**Compito**
Secondo il brano citato, fino a quali mari avrebbe dovuto estendersi la confederazione Intermarium? Rispondi con una frase, per favore.

**Brano citato**
= = = =

Una specie di arca di Noè della geopolitica di secoli diversi: cominciando dall’idea Jagellonica del XIV secolo, per finire con le ultime ricerche sul tema, da parte del presidente ucraino Vladimir Zelenskij e del primo ministro polacco Mateusz Morawiecki, che praticamente ha concordato negli Stati Uniti l’idea di una nuova Rzeczpospolita.
E, al pari dell’arca, con una coppia di ogni essere: re polacchi, granduchi lituani, hetman ucraini, presidenti e primi ministri di Polonia, Lituania, Ucraina, ogni possibile Maresciallo e Speaker dei parlamenti, generali e marescialli, filosofi e pensatori, politici e pazzi urbani della politica, che immaginano di essere dei messia.
E, naturalmente, il “capo dello stato polacco” (era questo il suo titolo ufficiale nel 1918-1922) primo ministro e dittatore militare di Polonia, maresciallo Jozef Pilsudski (1926-1935).
Con Pilsudski, l’idea di una Polonia da mare a mare si era riflessa nel Intermarium, o Miedzymorze, un progetto di stato confederato che avrebbe dovuto includere 10-11 entità statali già formate: Polonia, Ucraina, Bielorussia, Lituania, Lettonia, Estonia, Moldavia, Ungheria, Romania, Jugoslavia e anche, forse Finlandia. Tale confederazione avrebbe dovuto estendersi dai mari Nero e Adriatico, fino al Baltico (o, se volete, al contrario, da nord a sud): da qui la sua denominazione.
In questo progetto era sempre presente una particolarità fondamentale, che non gli ha mai consentito di realizzarsi: era diretto non alla propria edificazione, bensì alla contrapposizione coi vicini. In primo luogo, è sempre stato un progetto del panslavismo occidentale: l’unione degli slavi e dei popoli ad essi allineati sotto l’egida polacca e in contrappeso al panslavismo orientale a guida russa.
In secondo luogo, “Intermarium” è sempre stato diretto alla contrapposizione non solo alla Russia (o, al suo disfacimento in stati nazionali, che si sarebbero potuti rastrellare e portare sotto il proprio controllo), ma anche contro la Germania che, verso la fine XIX secolo-inizio XX si era già trasformata in una delle principali locomotive militari-industriali e politico-economiche dell’Europa Occidentale.

= = = =

**Voci dei dati**

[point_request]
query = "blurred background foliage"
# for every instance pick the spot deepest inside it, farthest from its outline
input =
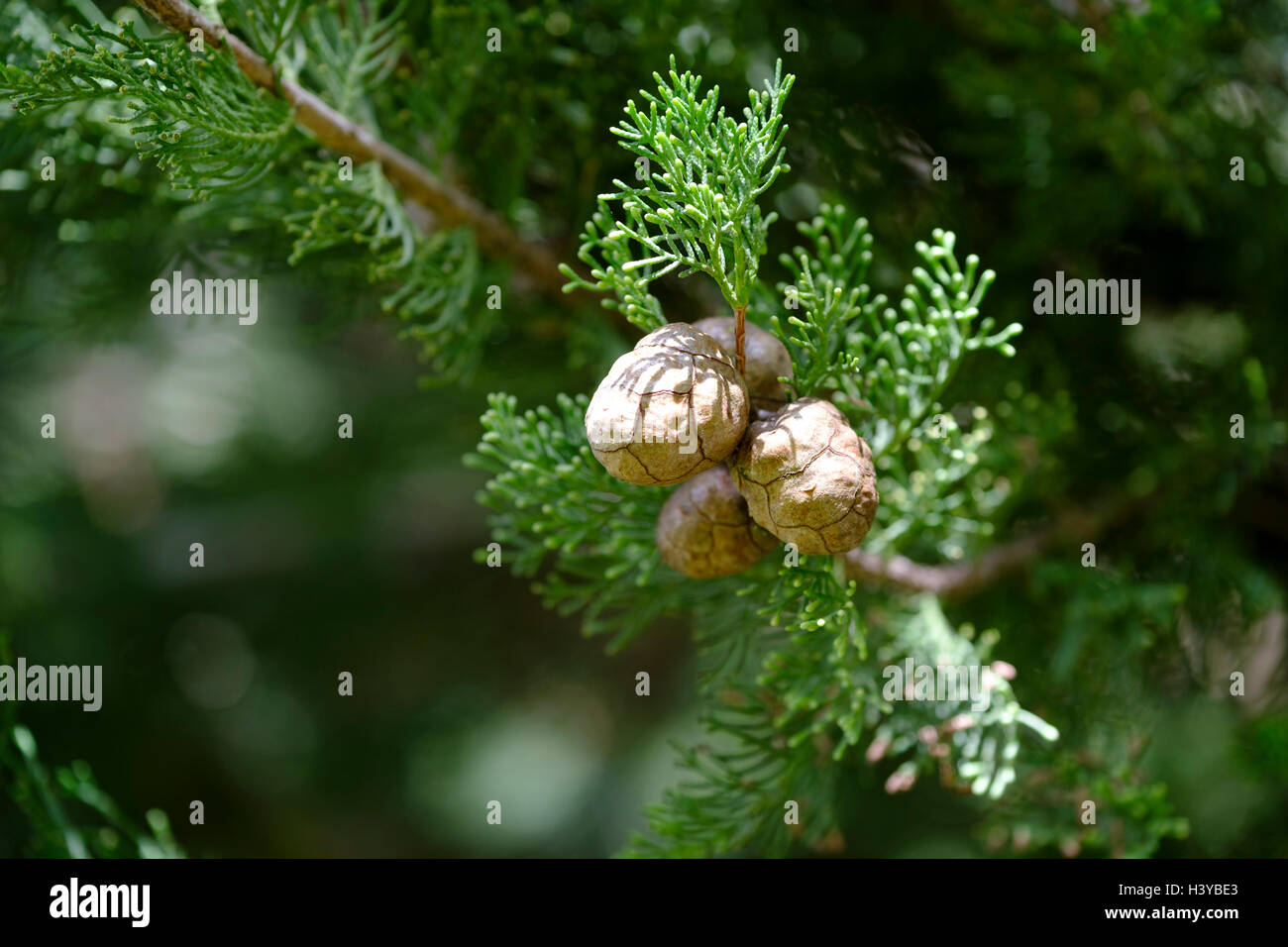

= = = =

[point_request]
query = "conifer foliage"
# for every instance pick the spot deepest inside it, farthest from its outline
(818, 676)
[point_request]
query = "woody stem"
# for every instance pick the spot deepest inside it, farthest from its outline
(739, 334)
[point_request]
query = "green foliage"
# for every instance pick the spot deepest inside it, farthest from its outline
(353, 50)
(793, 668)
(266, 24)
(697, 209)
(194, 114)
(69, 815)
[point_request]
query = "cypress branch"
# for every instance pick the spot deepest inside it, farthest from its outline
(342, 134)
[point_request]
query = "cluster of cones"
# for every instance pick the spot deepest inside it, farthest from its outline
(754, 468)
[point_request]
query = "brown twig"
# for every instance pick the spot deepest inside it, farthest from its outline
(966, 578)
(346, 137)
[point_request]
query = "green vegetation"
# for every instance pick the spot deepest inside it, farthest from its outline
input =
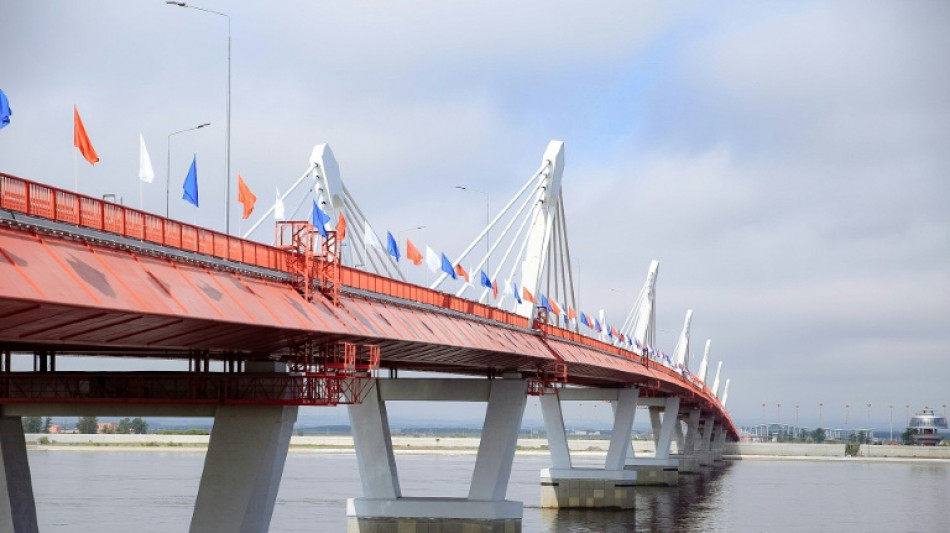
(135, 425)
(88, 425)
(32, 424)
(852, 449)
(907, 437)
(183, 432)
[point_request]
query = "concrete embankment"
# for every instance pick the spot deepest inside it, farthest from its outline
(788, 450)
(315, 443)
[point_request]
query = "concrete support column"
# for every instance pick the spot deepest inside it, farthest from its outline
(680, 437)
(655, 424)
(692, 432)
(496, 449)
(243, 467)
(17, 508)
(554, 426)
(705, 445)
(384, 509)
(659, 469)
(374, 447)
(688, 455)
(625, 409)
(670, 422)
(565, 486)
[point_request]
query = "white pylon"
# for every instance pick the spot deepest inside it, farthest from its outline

= = = =

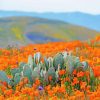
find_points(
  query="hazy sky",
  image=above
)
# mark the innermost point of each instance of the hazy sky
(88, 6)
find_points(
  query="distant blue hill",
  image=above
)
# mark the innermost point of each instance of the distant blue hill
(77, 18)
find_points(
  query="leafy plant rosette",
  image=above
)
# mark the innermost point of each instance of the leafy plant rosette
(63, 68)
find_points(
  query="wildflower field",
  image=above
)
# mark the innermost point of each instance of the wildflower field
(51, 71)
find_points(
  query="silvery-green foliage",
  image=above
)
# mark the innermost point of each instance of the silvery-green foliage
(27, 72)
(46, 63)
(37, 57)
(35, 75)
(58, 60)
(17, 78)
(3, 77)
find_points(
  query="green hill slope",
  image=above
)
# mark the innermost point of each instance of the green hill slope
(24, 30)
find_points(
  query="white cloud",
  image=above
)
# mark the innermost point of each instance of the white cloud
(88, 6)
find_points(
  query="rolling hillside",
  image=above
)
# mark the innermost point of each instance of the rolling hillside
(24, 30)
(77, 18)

= = = =

**Risposta completa**
Avrebbe dovuto estendersi dai mari Nero e Adriatico fino al Baltico.